- Born: October 16, 1936 Buenos Aires, Argentina
- Died: March 22, 2013 (aged 76) Buenos Aires, Argentina
- Occupations: Composer, Pianist, music director, professor
- Instrument: Piano
- Years active: 1959–2013
- Website: www.myspace.com/gerardogandini

= Gerardo Gandini =

Gerardo Gandini (Buenos Aires (Argentina), October 16, 1936 – Buenos Aires, March 22, 2013) was a pianist, composer, and music director, who became one of the most relevant figures of Argentine New Music of the second half of the 20th century. He studied composition with Goffredo Petrassi and Alberto Ginastera, and piano with Roberto Caamaño, Pía Sebastiani, and Yvonne Loriod. He was Astor Piazzolla's pianist in the Sexteto Nuevo Tango formed in 1989.

== Biography ==
Gandini was a professor at the Instituto Di Tella (Buenos Aires), Juilliard School (New York), Pontifical Catholic University of Argentina, Gilardo Gilardi Conservatory of Music (La Plata, Argentina), and National University of La Plata. He was also in charge of contemporary music courses at the Fundación San Telmo/Goethe-Institut in Buenos Aires and was in charge of one of the composition workshops at the Fundación Antorchas (Argentina).

Gandini has been the musical director of the Buenos Aires Philharmonic, musical director of the Teatro Colón, and director-founder of the Opera and Ballet Experimentation Center of the same theatre. During 2003, he was composer in residence at Teatro Colón.

He was the pianist in Sexteto Nuevo Tango, Astor Piazzolla's last sextet.

== Awards ==

Gerardo Gandini has received numerous national and international awards:

- First prize in the Freedom of Culture Conference (Rome, 1962)
- Grant from the Italian government (1966)
- Guggenheim Fellowship (1982)
- Molière Award in the music for theatre category (1977)
- City Prize for Composition (Buenos Aires, 1960)
- Golden Osella of the Venice Film Festival (1998), for the soundtrack of the film The Cloud by Fernando Solanas.
- National Music Prize of Argentina (1996), for the opera La ciudad ausente [The Absent City]
- Lifetime Achievement Award from the National Endowment for the Arts (Argentina, 1996)
- Latin Grammy on 2004
- Konex Award – Honorary Mention (2005) for his fundamental contributions to popular Argentine music
- VIII Tomás Luis de Victoria Prize, (March 13, 2008), considered the equivalent to the Miguel de Cervantes Prize for classical music.
- Platinum Konex Award (2009) for Best classical music composer of the decade in Argentina

Gandini was also regularly invited to participate as a juror in international composition competitions.

[A run of listing entries]

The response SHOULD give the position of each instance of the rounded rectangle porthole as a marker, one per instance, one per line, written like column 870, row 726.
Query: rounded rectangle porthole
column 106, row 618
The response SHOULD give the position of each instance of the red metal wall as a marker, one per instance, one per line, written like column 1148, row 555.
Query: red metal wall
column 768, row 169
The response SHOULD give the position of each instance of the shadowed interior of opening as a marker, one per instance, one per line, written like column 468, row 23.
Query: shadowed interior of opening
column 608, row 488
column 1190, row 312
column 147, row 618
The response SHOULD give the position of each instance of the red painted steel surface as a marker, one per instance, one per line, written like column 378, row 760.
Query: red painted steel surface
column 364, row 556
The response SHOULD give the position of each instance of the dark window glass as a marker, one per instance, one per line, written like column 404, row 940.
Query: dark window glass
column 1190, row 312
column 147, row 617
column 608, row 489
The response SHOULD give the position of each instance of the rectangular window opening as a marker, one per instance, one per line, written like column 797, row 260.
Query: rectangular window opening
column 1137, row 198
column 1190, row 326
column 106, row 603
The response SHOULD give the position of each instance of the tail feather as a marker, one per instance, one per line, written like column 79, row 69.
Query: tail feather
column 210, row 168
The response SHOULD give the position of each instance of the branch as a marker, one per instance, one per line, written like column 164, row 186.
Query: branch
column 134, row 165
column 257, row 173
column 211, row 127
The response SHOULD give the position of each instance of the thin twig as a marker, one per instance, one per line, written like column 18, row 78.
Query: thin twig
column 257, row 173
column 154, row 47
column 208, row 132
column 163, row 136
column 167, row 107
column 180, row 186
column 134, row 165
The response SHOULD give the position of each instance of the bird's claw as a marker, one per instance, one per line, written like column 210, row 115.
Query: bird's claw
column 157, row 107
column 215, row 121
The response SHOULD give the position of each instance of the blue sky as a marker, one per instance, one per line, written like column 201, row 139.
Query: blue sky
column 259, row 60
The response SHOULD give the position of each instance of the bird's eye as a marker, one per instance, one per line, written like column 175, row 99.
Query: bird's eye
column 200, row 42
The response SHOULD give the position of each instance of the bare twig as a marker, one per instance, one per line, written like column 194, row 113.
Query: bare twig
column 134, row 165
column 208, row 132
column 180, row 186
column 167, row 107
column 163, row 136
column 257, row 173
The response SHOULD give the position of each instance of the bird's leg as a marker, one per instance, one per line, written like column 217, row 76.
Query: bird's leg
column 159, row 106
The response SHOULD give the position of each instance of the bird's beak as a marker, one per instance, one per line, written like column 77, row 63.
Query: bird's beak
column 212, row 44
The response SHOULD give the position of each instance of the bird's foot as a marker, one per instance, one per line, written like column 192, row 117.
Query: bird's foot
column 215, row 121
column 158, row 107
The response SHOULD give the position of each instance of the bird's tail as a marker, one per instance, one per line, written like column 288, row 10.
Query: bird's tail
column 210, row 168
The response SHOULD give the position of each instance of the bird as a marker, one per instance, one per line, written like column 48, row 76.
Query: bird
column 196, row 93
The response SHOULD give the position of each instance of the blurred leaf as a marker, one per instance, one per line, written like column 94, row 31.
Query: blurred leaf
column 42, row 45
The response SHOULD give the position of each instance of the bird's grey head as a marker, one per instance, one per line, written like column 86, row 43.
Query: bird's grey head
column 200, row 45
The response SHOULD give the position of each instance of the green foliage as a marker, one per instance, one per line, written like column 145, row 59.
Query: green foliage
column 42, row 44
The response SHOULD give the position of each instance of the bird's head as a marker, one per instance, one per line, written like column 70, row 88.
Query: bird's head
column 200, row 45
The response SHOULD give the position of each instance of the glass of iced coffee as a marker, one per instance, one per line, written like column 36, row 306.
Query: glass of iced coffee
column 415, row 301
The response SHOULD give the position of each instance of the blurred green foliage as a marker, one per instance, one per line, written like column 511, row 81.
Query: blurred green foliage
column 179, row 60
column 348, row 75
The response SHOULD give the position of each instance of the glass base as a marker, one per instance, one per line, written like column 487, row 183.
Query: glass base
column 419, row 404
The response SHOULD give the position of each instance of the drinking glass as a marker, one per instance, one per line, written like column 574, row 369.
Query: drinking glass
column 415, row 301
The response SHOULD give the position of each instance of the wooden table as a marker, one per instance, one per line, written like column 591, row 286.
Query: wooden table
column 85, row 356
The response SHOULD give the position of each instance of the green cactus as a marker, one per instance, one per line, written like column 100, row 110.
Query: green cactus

What is asked :: Extend the Gerardo Gandini article past its final sentence. The listing is unrelated material, apart from the article on Gerardo Gandini.

Output below ::
== Works ==

=== Operas ===
- La pasión de Buster Keaton [The Passion of Buster Keaton] (1978), libretto by Rafael Alberti: one-act chamber opera for baritone with chamber ensemble, jazz quintet, puppets, and soundtrack
- Espejismos II (La muerte y la doncella) [Mirages II (Death and the Maiden)] (1987): chamber opera for two sopranos, two mezzo-sopranos, two ballet dancers, and chamber ensemble
- La casa sin sosiego [The Restless House] (1992), libretto by Griselda Gambaro: chamber opera in six scenes for two sopranos, two mezzo-sopranos, contralto, tenor, six actors, and chamber orchestra
- La ciudad ausente [The Absent City] (1995), libretto by Ricardo Piglia: opera in two acts
- Liederkreis (una ópera sobre Schumann) [Liederkreis (An Opera about Schumann)] (2000), libretto by Alejandro Tantanian

=== Works for orchestra ===
- Variaciones para orquesta (1962), for harp, piano, percussion, timbales, celesta, xylophone, glockenspiel, vibraphone, and strings (16'). Commissioned by ESSO Argentina, City Prize for Composition of Buenos Aires, premiered by the Buffalo Philharmonic Orchestra, directed by Richard Dufallo during the Interamerican Music Festival in Washington (1965)
- Cadencias (1967), for harp, piano, percussion, and strings (6'), premiered by the Academia Santa Cecilia orchestra, directed by Daniele Paris, Academia Nacional de Santa Cecilia, Rome (1967)
- Laberynthus Johannes (1973), for orchestra divided in three groups: clavecin, harp, marimba, piano, xylophone, tenor saxophone, drums, percussion, and strings (15'), premiered by the Buenos Aires Philharmonic orchestra, directed by Antonio Tauriello in the Teatro Colón (1973)
- Soria moria (1974), for string orchestra made up of four solo violins, a string quartet, and a string trio (viola, cello, and contrabass) (8'). Recorded on disc. Published by Melodie Zurich. Premiered by the Camerata Bariloche on their European tour (1974)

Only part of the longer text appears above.